■ EXTRACT PROVIDED:
--
I have the following serial code that I would like to make parallel. I understand when using the collapse clause for nested loops, it's important to not have code before and after the for(i) loop since is not allowed. Then how do I parallel a nested for loop with if statements like this:
void foo2D(double Lx, double Ly, double KX[], double KY[], double ksqu[], double ninvksqu[], int FourierMeshType){
// Make a variable to account for way wavenumbers are set in FFTW3.
int k_counter = 0;
// kx corresponds to modes [0:n/2-1 , -n/2:-1]. This is why there is an additional step, just due to FFTW3's structuring
#pragma omp parallel for collapse(2)
for(int i = 0; i < nx ; i++){
for(int j = 0; j < nyk; j++){
if (i < nx/2){ // i<nx/2 --> 0 to 127
KX[j + nyk*i] =2.*M_PI*i/Lx; //K = 2pi/L* [0:nx/2-1 , -n/2:-1]' : creates a column vector with nx/2 elements starting from 0 ( from 0 to 127 then -128 to -1) 256/2 is 128
}
if( i >= nx/2){ // i >= nx/2 --> from -128 to -1
KX[j + nyk*i] = 2.* M_PI * (-i + 2.*k_counter) / Lx;
}
}
if( i >= nx/2){ // error here
k_counter++;
}
}
}
Where nx, ny, nyk
defined as:
static const int nx = 256;
static const int ny = 256;
static const int nyk = ny/2 + 1;
Is there a better way to rewrite this?
As pointed out in the comments by 1201ProgramAlarm, you can get rid of the error by eliminating the if
branch that exists between the two loops:
#pragma omp parallel for collapse(2)
for(int i = 0; i < nx ; i++){
for(int j = 0; j < nyk; j++){
...
}
if( i >= nx/2){ <== remove this
k_counter++;
}
}
This :
if( i >= nx/2){ <== remove this
k_counter++;
}
can be statically calculated beforehand. So your code would look like the following:
void makeFourierMesh2D(double Lx, double Ly, double KX[], double KY[], double ksqu[], double ninvksqu[], int FourierMeshType){
#pragma omp parallel for collapse(2)
--
■ WRITTEN PROBLEM 1: From the forum thread on OpenMP nested loops, quote the passage starting at "I have the following" and ending at "set in FFTW3.".
■ WRITTEN PROBLEM 2:
Answer these questions about the forum thread on OpenMP nested loops:
(a) What value is nx set to?
(b) Who is credited with pointing out in the comments how to get rid of the error?
(c) What is the name of the function in the rewritten code?
The entries after this point are separate material, unrelated to the forum thread.

Dataset entries
--
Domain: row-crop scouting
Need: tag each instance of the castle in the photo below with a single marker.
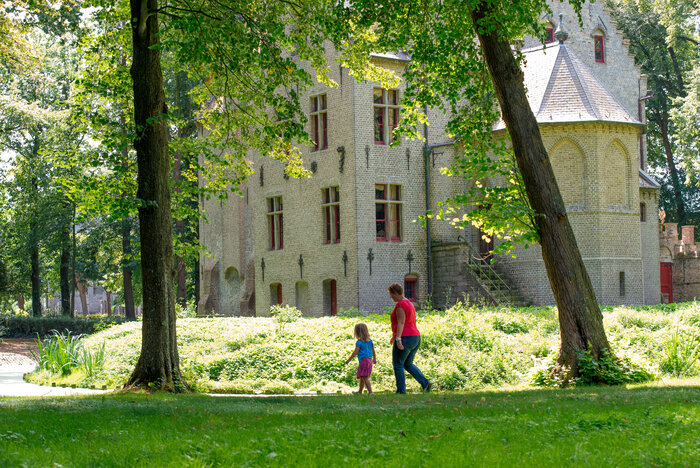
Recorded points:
(338, 239)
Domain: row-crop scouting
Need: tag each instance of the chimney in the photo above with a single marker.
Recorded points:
(688, 235)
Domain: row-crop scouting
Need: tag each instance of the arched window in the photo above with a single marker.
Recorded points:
(599, 47)
(276, 294)
(548, 36)
(330, 297)
(410, 288)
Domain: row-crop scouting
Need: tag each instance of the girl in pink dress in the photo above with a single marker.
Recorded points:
(364, 350)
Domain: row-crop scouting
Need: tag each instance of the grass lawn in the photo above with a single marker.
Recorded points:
(647, 425)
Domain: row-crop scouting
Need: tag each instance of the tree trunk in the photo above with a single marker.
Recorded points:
(675, 180)
(109, 303)
(82, 290)
(580, 319)
(159, 363)
(64, 269)
(72, 263)
(35, 274)
(129, 310)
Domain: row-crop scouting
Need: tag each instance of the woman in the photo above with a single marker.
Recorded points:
(406, 340)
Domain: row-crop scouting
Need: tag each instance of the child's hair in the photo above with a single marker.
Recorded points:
(361, 332)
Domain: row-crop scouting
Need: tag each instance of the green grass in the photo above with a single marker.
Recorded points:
(651, 425)
(464, 349)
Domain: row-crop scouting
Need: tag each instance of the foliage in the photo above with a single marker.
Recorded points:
(601, 426)
(664, 40)
(62, 353)
(285, 314)
(27, 327)
(189, 310)
(351, 312)
(463, 349)
(609, 370)
(681, 353)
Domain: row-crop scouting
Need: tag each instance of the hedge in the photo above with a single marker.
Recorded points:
(14, 326)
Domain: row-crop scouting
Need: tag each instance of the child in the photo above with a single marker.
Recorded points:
(364, 350)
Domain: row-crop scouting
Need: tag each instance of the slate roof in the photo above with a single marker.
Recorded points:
(647, 181)
(560, 88)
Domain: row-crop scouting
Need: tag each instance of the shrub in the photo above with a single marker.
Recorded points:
(61, 353)
(351, 312)
(28, 326)
(509, 326)
(285, 314)
(189, 310)
(609, 370)
(680, 354)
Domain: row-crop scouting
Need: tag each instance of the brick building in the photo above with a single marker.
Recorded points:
(337, 240)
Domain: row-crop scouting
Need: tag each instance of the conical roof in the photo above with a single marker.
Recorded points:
(560, 88)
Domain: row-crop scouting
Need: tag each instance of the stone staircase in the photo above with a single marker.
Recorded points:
(494, 285)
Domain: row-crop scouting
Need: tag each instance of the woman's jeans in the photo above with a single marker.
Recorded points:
(403, 360)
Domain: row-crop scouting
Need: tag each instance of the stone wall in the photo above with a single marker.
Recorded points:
(603, 209)
(453, 280)
(618, 60)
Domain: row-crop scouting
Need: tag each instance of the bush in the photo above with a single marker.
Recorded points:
(29, 327)
(680, 354)
(62, 353)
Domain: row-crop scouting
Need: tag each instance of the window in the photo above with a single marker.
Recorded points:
(599, 48)
(622, 284)
(386, 115)
(275, 223)
(331, 215)
(410, 289)
(319, 121)
(275, 294)
(388, 212)
(548, 37)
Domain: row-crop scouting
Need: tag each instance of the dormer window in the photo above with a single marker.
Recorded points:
(599, 48)
(548, 36)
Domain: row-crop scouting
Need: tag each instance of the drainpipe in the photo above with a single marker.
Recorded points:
(642, 162)
(426, 157)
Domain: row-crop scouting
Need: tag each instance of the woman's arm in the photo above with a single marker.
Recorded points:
(400, 322)
(354, 353)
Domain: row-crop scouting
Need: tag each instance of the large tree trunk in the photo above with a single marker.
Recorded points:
(72, 263)
(580, 319)
(64, 268)
(129, 309)
(108, 303)
(34, 260)
(82, 291)
(159, 363)
(675, 180)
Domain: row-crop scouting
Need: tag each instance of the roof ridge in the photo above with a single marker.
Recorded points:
(550, 84)
(583, 94)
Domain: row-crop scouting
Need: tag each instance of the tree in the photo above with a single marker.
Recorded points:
(668, 65)
(461, 57)
(250, 57)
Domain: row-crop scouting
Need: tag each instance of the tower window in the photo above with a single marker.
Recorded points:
(386, 114)
(319, 121)
(599, 48)
(331, 215)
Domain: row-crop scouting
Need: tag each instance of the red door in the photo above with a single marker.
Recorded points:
(667, 280)
(334, 299)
--
■ RESPONSE 1:
I have the following serial code that I would like to make parallel. I understand when using the collapse clause for nested loops, it's important to not have code before and after the for(i) loop since is not allowed. Then how do I parallel a nested for loop with if statements like this:
void foo2D(double Lx, double Ly, double KX[], double KY[], double ksqu[], double ninvksqu[], int FourierMeshType){
// Make a variable to account for way wavenumbers are set in FFTW3.

■ RESPONSE 2:
(a) 256
(b) 1201ProgramAlarm
(c) makeFourierMesh2D